#### Exercise prompt:
The data follows this line. Copy verbatim the line with "Would you mind marking the yellow" and each line after it to the end.

[Position identification records]
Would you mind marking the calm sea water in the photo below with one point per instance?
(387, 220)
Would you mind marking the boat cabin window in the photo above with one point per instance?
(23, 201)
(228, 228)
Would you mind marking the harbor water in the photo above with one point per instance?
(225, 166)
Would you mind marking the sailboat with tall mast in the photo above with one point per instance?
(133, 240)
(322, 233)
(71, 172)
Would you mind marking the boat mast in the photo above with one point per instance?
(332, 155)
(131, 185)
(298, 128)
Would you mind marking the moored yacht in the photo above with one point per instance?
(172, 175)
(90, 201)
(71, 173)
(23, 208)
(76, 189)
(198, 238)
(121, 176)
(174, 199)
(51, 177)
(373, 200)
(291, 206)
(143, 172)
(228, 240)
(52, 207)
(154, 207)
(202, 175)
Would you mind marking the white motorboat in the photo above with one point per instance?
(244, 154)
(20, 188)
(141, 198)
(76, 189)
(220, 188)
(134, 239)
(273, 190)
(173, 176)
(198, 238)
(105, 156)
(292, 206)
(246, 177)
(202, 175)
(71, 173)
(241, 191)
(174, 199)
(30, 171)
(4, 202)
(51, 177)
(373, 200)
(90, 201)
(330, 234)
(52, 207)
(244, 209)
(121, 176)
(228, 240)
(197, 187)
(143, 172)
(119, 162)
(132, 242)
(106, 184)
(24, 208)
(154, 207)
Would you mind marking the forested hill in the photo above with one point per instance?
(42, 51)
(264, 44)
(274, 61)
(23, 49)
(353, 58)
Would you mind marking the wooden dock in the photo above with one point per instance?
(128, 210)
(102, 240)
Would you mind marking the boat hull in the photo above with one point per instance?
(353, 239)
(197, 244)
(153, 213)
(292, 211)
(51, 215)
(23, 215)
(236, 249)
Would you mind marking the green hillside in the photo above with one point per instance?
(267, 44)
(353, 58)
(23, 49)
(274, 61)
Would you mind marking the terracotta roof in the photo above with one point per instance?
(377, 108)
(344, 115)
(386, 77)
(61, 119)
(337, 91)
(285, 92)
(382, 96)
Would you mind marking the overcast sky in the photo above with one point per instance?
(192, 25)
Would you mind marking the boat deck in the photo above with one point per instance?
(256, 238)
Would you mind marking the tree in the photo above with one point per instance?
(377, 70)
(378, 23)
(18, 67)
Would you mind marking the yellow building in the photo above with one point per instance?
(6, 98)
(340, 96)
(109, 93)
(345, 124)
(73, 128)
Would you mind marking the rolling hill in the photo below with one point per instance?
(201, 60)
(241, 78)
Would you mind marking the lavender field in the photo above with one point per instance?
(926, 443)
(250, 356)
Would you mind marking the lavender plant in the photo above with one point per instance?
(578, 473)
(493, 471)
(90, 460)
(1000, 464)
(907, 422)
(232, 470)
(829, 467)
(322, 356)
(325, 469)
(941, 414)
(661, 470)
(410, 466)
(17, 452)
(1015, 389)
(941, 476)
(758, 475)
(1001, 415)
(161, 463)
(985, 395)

#### Result:
Would you mind marking the yellow building in the photo above with one point per instance?
(6, 98)
(340, 96)
(109, 93)
(345, 124)
(73, 128)
Would you mind marking the rolling hill in the photo below with one point per instance?
(201, 60)
(241, 78)
Would you mind marking the lavender field in the photo above with one point per instance?
(926, 443)
(250, 356)
Would you mind marking the lavender plant in the photo above with one point per instance?
(578, 473)
(493, 471)
(90, 460)
(1000, 464)
(907, 422)
(232, 470)
(829, 467)
(322, 356)
(325, 469)
(941, 414)
(661, 470)
(410, 466)
(17, 452)
(1015, 389)
(941, 476)
(758, 475)
(1001, 415)
(161, 463)
(985, 395)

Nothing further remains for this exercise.